**ЧТО СДЕЛАТЬ:**
**A.** Проверьте по отрывку интервью ниже, верны ли утверждения (i)–(iii): (i) отвечающий считал, что дописанный роман у него не последний; (ii) на франкфуртской книжной ярмарке ему предложили клише «русский Орвелл»; (iii) отвечающий принимает политику и идеологию 40-х — 60-х годов. На каждое ответьте «да» или «нет» и приведите решающие слова отрывка в точной цитате.
**B.** Ответьте по отрывку интервью ниже на три вопроса, каждый ответ с новой строки и с той же пометкой:
(i) Какого года изготовления парусиновые брюки, купленные в галерее «Роза Азора»?
(ii) С какой машиной сравнивается «ЗИМ»?
(iii) С чем, по словам отвечающего, всегда связан Большой Стиль?
**C.** Напишите продолжение отрывка интервью о романах и тоске по 40-м — 60-м годам. Начните сразу после его последней фразы.

**ОТРЫВОК ИНТЕРВЬЮ:**
-------------------------
Журнал «Если», 1996 № 02 - Страница 66

Изменить размер шрифта:

— Ключевое слово — последний.

— ?

— Я не хочу больше писать.

— Сейчас?..

— Всякое состояние — «сейчас». Дописывая роман, я был уверен, что он для меня последний. Кроме того, и героев таких больше не будет. Ушло наше время, время романтических героев… и, кстати, именно за это мне доставалось от рецензентов, начиная с «Невозвращенца», даже раньше, а не за что-либо другое. Романтизм мертв, и этот герой, заблудившийся во времени, их раздражает.

— «Невозвращенец» — романтик? Всех тогда поразило другое — точное предвидение социальных последствий перестройки.

— Да, на крупнейшей а мире франкфуртской книжной ярмарке мне предложили клише «русский Орвелл»; после этого я посмел вступить в давно желаемую мною полемику с самим гением — я имею в виду автора антиутопии. Помните, там герой в ситуации экстремальной — пытка крысами — жертвует героиней: «Ее, ее, а не меня…»

В финале «Сочинителя» я написал: меня, а не ее. Понимаете, это романтический посыл, сказочный, как всякий романтизм. Но это моя позиция.

В «Сочинителе», «Самозванце» и, конечно, «Последнем герое» я пытался использовать весь арсенал литературных приемов, свойственных постмодернизму. Но без присущей российской его разновидности любви к «чернухе». Без любования злом.

— А ваша нескрываемая любовь к 40-м — 60-м годам? Может, все затевалось ради того, чтобы пожить в этом времени хотя бы в воображении?

— Эстетически — да. Машина «Победа» была достижением своего времени. «ЗИМ» ничем не отличался от «кадиллака». А высотки — таких в Нью-Йорке полно! В художественной галерее «Роза Азора»(кстати сказать, описанной в «Последнем герое») были куплены мною, например, брюки парусиновые фабрики имени Али Байрамова 1954 года изготовления… Это же настоящая одежда!

Среди разнообразных ностальгий — а это сейчас модное ощущение интеллигенции — есть и тоска по Большому Стилю, по империи. Но я, в силу политических убеждений, понимаю, что Большой Стиль всегда связан с Большим Террором. Так что я эклектик: люблю эстетику того времени, не принимая, однако, политики, идеологии (в отличие от Эдуарда Вениаминовича Савенко, Лимонова, вечного моего оппонента — он тоскует по сталинскому стилю во всех смыслах, в том числе и по «крепкой руке»).
-------------------------
**СОБРАННЫЕ ДАННЫЕ:**
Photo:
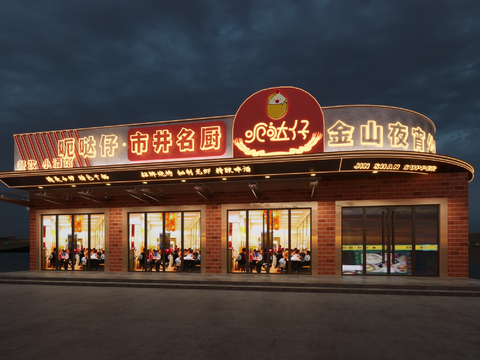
-------------------------
**ОТВЕТЫ ПО ПОРЯДКУ:**
**A.**
(i) Нет: «Дописывая роман, я был уверен, что он для меня последний».
(ii) Да: «мне предложили клише «русский Орвелл»».
(iii) Нет: «люблю эстетику того времени, не принимая, однако, политики, идеологии».

**B.**
(i) 1954 года.
(ii) С «кадиллаком».
(iii) С Большим Террором.

**C.**
— Между «Невозвращенцем» и «Последним героем» прошло восемь лет. Другая страна. «Невозвращенец», путешественник во времени, попадал из Москвы, где хозяйничает КГБ, в Москву, где голодно, холодно, стреляют, все по талонам, а в каждом дворе своя власть.

— Вторую часть моего последнего романа, которая озаглавлена «Ад по имени Рай», я сначала хотел назвать «Невозвращенец-2».

— «…Во тьме лежала страна — застроенная удобными и красивыми особняками и деловыми небоскребами, полная еды, одежды и машин… Но компьютер в ЦУОМе, Центре управления общественным мнением, неукоснительно контролировал все источники информации…» Это уже из «Последнего героя». Вам не больно отрицать свои собственные построения?

— Поймите же: гибрид Америки с нынешней Россией гораздо страшнее, чем просто Россия! В центре сыто и скучно, стерильно, а по краям воюют.

— Таков ваш нынешний прогноз?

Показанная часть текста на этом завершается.